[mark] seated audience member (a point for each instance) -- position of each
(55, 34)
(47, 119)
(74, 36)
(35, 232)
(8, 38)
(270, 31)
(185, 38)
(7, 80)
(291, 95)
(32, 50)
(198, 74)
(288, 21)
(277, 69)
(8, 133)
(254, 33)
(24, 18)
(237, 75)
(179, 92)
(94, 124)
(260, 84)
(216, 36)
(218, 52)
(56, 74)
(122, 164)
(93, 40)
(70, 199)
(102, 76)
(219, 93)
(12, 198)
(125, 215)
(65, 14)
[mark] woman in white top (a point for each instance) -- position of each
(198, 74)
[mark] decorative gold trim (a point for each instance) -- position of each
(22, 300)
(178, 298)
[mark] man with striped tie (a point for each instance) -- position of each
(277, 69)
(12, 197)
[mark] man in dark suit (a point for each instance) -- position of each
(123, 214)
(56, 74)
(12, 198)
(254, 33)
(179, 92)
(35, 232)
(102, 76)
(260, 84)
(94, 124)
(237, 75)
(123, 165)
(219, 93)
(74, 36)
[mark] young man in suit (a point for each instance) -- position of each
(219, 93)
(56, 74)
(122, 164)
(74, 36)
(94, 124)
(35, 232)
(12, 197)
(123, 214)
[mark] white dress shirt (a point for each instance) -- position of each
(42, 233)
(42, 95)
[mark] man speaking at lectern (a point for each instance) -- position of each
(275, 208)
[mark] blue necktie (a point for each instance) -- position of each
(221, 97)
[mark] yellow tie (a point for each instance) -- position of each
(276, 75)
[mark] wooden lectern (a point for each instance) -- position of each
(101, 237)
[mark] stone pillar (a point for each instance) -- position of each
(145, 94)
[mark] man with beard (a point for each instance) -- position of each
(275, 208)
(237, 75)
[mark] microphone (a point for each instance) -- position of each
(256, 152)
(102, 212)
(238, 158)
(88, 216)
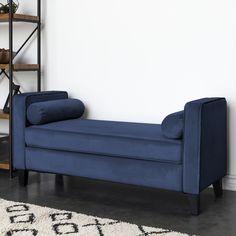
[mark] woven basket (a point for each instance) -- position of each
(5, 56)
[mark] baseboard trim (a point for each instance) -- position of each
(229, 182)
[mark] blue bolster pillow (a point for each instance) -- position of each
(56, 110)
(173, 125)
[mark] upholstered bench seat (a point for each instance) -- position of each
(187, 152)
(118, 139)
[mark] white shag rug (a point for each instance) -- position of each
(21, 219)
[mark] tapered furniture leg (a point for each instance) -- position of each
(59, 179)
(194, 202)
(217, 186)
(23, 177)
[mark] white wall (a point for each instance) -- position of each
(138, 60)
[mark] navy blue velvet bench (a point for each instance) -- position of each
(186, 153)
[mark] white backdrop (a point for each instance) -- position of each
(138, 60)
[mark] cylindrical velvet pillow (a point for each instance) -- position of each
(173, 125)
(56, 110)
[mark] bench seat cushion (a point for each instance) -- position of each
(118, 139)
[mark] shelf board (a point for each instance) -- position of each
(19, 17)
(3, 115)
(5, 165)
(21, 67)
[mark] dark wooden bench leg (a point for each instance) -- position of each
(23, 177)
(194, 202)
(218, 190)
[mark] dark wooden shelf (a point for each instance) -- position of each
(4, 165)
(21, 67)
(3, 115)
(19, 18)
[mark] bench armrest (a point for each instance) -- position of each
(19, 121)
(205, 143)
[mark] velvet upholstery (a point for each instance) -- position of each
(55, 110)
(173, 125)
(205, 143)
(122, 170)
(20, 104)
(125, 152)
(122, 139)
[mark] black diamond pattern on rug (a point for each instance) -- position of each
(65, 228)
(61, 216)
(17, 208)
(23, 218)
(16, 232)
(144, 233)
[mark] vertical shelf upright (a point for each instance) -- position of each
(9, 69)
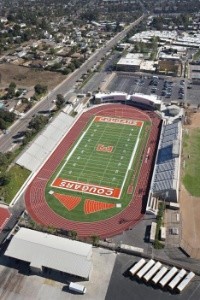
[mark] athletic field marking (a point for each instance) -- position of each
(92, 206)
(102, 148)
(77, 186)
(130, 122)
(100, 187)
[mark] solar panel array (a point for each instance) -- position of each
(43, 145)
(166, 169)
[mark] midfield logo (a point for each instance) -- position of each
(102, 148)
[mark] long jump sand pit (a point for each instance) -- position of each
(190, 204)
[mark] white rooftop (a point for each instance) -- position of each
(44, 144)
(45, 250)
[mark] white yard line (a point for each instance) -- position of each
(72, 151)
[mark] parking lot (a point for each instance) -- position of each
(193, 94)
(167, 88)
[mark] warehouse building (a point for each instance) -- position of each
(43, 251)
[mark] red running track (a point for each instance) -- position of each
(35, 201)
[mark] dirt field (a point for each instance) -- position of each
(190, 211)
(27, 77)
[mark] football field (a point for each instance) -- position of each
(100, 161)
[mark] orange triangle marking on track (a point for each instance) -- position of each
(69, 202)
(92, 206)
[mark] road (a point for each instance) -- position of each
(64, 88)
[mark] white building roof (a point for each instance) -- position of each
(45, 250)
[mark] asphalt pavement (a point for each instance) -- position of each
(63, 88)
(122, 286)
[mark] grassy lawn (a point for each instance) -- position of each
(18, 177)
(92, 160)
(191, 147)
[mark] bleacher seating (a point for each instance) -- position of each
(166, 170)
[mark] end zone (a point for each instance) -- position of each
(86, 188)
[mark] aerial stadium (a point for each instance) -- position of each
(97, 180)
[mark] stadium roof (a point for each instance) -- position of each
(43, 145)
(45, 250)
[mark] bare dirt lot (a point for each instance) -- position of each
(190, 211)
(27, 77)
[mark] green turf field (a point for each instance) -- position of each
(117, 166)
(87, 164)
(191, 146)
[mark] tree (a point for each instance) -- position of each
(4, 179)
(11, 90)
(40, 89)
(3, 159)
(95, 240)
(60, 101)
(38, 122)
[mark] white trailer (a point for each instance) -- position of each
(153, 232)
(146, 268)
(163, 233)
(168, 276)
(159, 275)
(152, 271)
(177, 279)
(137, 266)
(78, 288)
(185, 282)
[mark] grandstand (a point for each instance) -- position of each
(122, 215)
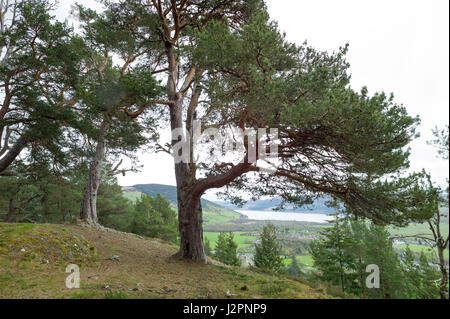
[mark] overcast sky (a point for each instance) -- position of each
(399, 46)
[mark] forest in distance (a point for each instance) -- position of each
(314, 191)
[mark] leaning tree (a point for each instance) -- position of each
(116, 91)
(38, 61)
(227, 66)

━━━━━━━━

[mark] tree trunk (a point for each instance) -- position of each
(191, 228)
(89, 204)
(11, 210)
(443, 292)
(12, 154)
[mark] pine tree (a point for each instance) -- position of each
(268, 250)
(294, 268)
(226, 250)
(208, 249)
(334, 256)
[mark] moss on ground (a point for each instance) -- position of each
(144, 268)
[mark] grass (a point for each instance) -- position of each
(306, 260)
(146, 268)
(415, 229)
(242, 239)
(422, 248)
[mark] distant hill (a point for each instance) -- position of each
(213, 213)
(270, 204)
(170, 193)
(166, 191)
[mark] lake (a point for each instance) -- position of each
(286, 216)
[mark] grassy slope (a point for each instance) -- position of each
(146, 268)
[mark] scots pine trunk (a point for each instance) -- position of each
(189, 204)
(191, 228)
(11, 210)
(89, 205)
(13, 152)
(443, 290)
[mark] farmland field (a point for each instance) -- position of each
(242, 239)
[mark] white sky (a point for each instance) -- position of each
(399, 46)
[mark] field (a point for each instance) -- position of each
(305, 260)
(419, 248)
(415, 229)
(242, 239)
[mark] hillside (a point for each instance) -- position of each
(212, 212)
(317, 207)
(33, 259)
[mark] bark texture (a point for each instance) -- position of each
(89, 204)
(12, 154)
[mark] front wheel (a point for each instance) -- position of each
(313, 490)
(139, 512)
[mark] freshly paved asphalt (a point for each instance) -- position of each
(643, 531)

━━━━━━━━

▶ **TASK REQUIREMENTS**
Report, in full, each line of the material above that contains the string "with". Matches must agree in case.

▶ **OUTPUT OF THE EXERCISE**
[mark] man with striped tie (a point for each instance) -- position of each
[mark] man with beard (a point for each instance) -- position of each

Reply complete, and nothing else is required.